-- Opening Marker --
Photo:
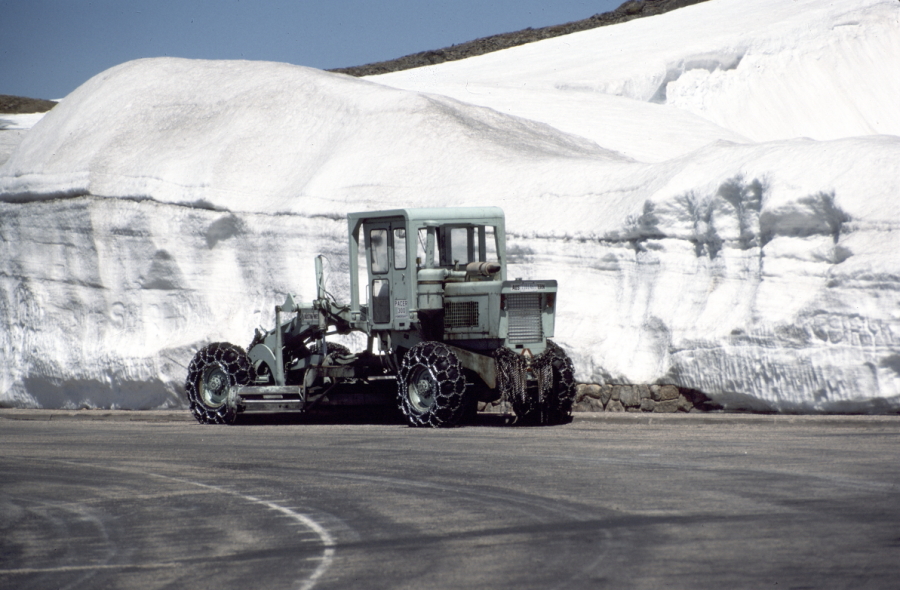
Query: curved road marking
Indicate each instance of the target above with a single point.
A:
(324, 536)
-- Closing Marker --
Write out the data word for word, with every picture dropped.

• [SOLUTION]
Photo:
Query: curved road marking
Indicate each instance of the target above with a single point.
A:
(324, 536)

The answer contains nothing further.